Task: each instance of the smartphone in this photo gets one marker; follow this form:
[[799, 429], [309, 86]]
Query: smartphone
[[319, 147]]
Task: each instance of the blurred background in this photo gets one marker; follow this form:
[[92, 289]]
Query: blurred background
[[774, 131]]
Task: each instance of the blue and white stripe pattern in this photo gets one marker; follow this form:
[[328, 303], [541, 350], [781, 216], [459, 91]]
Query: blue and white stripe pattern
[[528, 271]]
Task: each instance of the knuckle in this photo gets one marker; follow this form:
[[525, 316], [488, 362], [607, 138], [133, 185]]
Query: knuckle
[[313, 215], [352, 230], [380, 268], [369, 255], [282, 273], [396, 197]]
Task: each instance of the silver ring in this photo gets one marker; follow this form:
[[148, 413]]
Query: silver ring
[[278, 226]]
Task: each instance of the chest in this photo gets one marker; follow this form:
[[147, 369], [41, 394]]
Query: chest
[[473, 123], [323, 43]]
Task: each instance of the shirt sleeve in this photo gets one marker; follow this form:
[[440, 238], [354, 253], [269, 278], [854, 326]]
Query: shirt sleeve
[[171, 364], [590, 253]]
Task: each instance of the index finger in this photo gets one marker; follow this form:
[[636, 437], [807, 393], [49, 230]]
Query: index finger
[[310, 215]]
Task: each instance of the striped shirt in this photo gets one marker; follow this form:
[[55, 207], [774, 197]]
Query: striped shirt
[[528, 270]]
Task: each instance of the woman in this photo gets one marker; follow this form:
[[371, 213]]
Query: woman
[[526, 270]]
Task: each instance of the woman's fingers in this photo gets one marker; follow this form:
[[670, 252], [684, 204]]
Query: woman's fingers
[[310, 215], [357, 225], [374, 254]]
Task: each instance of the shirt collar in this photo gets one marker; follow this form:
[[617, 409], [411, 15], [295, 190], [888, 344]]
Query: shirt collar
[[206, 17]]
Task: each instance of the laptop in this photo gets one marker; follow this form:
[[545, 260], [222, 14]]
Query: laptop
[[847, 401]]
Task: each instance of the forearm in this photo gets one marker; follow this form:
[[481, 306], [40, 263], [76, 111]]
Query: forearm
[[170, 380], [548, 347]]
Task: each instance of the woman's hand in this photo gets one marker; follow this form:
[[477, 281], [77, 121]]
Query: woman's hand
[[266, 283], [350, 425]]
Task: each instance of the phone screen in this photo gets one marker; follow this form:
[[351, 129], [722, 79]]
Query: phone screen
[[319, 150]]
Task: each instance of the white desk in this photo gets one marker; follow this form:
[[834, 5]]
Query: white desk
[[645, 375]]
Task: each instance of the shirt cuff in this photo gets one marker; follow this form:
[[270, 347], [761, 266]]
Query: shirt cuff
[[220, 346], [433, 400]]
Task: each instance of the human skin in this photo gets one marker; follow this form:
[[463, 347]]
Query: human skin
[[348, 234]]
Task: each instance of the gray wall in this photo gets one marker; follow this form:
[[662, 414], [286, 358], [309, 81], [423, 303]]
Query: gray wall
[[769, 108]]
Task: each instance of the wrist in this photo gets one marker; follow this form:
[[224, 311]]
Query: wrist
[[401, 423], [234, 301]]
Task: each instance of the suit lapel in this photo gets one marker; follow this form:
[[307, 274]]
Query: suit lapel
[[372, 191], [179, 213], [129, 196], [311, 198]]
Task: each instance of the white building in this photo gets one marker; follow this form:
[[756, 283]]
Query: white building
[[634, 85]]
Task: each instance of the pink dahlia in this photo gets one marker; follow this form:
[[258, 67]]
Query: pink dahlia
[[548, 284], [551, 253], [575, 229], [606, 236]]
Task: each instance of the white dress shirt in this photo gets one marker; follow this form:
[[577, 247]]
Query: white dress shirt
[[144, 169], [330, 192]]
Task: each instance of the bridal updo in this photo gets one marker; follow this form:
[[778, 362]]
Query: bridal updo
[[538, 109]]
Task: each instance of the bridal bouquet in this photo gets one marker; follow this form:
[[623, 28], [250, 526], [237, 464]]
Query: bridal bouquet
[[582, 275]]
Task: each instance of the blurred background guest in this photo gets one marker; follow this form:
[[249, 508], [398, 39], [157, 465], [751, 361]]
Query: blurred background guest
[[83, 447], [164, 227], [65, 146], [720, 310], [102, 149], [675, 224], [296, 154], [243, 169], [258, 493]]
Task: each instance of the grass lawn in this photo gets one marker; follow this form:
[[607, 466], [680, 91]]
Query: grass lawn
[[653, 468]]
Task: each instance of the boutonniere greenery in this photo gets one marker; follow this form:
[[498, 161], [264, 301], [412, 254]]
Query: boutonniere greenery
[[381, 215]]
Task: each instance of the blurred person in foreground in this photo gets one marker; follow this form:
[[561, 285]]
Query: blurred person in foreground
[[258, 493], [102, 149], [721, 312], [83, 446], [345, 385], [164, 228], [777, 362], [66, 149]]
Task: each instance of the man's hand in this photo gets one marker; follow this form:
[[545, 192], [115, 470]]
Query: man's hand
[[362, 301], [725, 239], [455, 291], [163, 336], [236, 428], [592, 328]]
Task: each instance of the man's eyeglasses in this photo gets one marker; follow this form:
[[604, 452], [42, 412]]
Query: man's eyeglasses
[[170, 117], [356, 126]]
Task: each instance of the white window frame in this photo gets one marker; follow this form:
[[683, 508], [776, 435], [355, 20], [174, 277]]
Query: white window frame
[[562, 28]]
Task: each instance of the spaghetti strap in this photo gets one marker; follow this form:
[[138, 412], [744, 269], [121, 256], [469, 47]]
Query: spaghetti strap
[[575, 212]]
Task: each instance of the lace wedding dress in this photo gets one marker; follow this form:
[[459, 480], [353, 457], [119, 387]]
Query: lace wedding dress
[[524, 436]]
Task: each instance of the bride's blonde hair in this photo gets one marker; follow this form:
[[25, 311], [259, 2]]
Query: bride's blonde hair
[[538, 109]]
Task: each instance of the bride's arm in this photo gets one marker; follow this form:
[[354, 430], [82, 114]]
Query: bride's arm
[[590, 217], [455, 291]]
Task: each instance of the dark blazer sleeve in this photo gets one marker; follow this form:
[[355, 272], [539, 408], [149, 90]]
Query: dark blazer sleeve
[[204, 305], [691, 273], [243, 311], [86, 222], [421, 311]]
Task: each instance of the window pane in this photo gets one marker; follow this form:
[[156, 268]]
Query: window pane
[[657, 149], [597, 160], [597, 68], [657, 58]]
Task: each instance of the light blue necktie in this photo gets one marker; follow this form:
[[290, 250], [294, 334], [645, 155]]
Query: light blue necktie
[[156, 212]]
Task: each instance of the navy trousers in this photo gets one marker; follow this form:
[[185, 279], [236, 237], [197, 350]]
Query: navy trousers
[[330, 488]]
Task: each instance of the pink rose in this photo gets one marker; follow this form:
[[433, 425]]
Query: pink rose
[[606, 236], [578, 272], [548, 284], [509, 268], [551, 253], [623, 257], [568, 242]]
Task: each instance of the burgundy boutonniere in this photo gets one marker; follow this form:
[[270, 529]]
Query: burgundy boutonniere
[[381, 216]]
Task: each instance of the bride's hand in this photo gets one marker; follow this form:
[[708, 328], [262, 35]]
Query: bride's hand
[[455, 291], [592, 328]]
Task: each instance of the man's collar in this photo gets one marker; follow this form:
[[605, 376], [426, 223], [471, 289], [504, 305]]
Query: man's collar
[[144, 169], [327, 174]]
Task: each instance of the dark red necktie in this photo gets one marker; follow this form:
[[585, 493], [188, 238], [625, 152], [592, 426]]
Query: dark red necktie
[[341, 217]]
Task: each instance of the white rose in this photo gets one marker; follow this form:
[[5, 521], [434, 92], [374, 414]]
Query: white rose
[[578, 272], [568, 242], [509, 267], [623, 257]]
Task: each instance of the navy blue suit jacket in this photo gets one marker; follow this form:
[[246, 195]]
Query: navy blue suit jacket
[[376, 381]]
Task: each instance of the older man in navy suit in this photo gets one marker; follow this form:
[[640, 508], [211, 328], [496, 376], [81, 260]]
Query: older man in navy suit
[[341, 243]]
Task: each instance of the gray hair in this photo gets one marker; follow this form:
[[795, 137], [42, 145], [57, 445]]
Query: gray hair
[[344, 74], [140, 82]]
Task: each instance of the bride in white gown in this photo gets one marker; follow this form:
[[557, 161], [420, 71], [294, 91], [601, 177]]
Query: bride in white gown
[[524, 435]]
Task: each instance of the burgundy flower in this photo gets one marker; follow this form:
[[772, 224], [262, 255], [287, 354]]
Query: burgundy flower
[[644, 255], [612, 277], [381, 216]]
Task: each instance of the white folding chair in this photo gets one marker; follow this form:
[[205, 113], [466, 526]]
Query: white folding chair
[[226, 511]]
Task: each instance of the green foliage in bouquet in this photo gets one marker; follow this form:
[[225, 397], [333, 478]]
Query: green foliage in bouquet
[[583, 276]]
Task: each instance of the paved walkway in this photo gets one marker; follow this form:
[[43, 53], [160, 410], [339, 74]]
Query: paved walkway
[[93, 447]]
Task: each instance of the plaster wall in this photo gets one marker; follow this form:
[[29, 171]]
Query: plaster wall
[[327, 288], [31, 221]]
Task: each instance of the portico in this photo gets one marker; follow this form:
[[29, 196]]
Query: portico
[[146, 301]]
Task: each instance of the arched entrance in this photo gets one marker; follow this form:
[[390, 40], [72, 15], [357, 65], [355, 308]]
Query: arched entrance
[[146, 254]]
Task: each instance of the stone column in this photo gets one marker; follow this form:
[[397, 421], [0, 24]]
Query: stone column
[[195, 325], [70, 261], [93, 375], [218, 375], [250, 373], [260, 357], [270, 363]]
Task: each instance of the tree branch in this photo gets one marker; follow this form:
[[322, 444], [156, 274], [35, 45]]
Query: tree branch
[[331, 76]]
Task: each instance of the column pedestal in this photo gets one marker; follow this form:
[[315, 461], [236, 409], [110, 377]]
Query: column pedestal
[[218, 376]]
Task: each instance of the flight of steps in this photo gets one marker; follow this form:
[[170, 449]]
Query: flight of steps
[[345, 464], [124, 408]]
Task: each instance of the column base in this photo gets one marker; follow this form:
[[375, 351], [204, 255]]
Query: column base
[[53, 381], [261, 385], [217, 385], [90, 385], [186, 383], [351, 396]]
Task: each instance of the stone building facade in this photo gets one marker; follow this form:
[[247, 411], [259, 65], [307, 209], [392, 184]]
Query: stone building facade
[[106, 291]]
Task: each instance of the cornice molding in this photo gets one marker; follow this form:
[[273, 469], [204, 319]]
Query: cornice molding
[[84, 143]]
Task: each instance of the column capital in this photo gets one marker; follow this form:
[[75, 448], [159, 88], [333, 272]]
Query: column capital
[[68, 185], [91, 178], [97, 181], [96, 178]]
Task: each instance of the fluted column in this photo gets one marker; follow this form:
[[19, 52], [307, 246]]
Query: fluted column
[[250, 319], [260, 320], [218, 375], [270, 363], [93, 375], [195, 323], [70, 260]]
┄┄┄┄┄┄
■ To be done: Rewrite the records above, starting at the line that has "Task: each instance of the chest" and stopping after the line that has "[[266, 283], [350, 425]]". Keep the requests and their sample lists unchanged, decrease every point coordinate in the answers by 11, and output only those lines.

■ Final answer:
Task: each instance of the chest in this photo gets one marker; follow this form:
[[147, 369], [41, 394]]
Query: chest
[[462, 112], [312, 32]]
Task: each instance of the shirt sleeve in this photo gets one marker; follow this form:
[[440, 238], [354, 253], [269, 278], [854, 326]]
Query: shirt sleeve
[[160, 353], [579, 242]]
Task: each instance of the index finger in this photo gets one marker; follow this form:
[[636, 437], [807, 393], [49, 230]]
Query: index finger
[[299, 204]]
Task: each instance of the striped shirt in this photo gets one marker; follow this form:
[[55, 207], [774, 197]]
Query: striped shirt
[[517, 259]]
Task: each instance of the woman in this photo gets one marker; follow this form:
[[371, 213]]
Query: woman
[[515, 259]]
Task: each instance of the woman's fingers in this photo gets one marker; follow this form:
[[670, 252], [684, 204]]
Query: woman's fingers
[[299, 204], [346, 214], [363, 243]]
Task: each instance of the shirt collar in this photo gets one marker; follow this form:
[[617, 409], [411, 15], [295, 190], [888, 344]]
Query: shirt collar
[[195, 6]]
Task: each instance of the laptop in this photo gets one marker; follow this form:
[[545, 260], [222, 14]]
Query: laptop
[[836, 390]]
Task: each instance of the forearm in this photo gets one marker; follow this form:
[[481, 306], [40, 263], [76, 111]]
Query: forearm
[[159, 369], [537, 336]]
Task: each instance of the woman's hand in this photo gets one marker; follow this form:
[[477, 281], [77, 121]]
Query: woman's hand
[[255, 272], [339, 414]]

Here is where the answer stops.